• PROVIDED TEXT:
........
April 15, 2023 by Maya Posch 4 Comments

As fun as brain-computer interfaces (BCI) are, for the best results they tend to come with the major asterisk of requiring the cutting and lifting of a section of the skull in order to implant a Utah array or similar electrode system. A non-invasive alternative consists out of electrodes which are placed on the skin, yet at a reduced resolution. These electrodes are the subject of a recent experiment by [Shaikh Nayeem Faisal] and colleagues in ACS Applied NanoMaterials employing graphene-coated electrodes in an attempt to optimize their performance.

Impedance values of eight-channel FEG and eight-channel HPEG sensor systems placed on the occipital area of the head. (Faisal et al., 2023)

Although external electrodes can be acceptable for basic tasks, such as registering a response to a specific (visual) impulse or for EEG recordings, they can be impractical in general use. Much of this is due to the disadvantages of the ‘wet’ and ‘dry’ varieties, which as the name suggests involve an electrically conductive gel with the former.

This gel ensures solid contact and a resistance of no more than 5 – 30 kΩ at 50 Hz, whereas dry sensors perform rather poorly at >200 kΩ at 50 Hz with worse signal-to-noise characteristics, even before adding in issues such as using the sensor on a hairy scalp, as tends to be the case for most human subjects.
........
• DATA EXCERPTS:
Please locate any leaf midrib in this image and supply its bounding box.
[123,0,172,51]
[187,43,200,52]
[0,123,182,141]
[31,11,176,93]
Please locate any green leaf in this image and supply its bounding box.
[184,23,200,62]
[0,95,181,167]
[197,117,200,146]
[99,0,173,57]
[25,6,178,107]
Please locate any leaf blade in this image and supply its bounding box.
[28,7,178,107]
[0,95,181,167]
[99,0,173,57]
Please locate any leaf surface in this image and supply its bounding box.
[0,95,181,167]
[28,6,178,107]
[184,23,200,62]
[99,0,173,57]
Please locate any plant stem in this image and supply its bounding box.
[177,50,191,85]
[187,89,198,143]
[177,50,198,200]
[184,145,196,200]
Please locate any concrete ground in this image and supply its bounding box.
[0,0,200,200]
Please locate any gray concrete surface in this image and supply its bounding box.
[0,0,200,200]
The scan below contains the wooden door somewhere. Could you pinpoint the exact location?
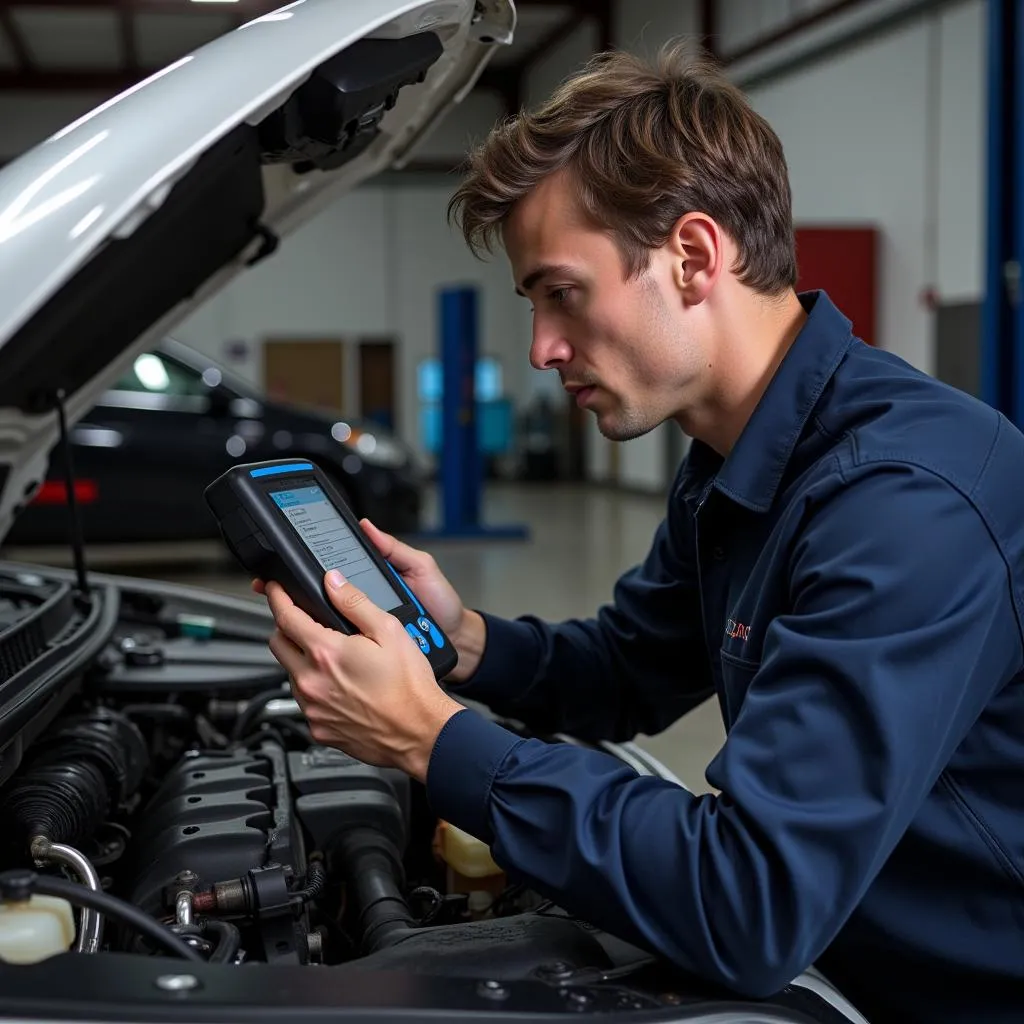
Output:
[263,338,345,413]
[359,340,395,430]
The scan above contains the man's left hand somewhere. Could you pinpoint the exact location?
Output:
[260,571,462,782]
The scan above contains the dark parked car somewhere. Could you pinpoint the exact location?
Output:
[7,339,423,545]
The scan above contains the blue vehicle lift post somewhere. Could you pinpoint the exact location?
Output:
[417,287,529,541]
[981,0,1024,427]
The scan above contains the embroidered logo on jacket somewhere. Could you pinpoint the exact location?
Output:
[725,618,751,640]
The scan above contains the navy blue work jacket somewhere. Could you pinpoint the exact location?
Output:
[427,293,1024,1024]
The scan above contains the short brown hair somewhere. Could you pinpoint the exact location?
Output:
[449,43,797,295]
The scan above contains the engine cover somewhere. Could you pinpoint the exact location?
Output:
[125,741,305,916]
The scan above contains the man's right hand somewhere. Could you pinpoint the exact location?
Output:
[359,519,486,683]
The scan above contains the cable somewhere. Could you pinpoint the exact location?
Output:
[0,870,206,964]
[202,918,242,964]
[231,686,288,742]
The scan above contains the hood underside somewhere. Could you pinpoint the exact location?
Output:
[0,0,515,540]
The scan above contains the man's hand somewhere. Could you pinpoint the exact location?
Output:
[255,566,462,782]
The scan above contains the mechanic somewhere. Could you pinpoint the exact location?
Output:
[255,47,1024,1022]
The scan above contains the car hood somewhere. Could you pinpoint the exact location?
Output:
[0,0,515,540]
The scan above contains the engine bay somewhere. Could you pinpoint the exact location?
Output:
[0,564,857,1024]
[0,574,635,979]
[0,667,607,968]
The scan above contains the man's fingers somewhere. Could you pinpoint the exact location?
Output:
[324,569,397,641]
[266,583,324,650]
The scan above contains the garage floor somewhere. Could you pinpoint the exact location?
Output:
[4,484,724,792]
........
Using the piece on graphene-coated brain-computer interface electrodes, explain in one to three sentences why dry skin electrodes perform worse than wet ones. The rows come from a separate source unrelated to the text.

• RESULT OF THE TASK: Wet electrodes use an electrically conductive gel that ensures solid contact and keeps resistance at no more than 5–30 kΩ at 50 Hz. Dry sensors lack this gel and reach more than 200 kΩ at 50 Hz with worse signal-to-noise characteristics, even before problems such as use on a hairy scalp.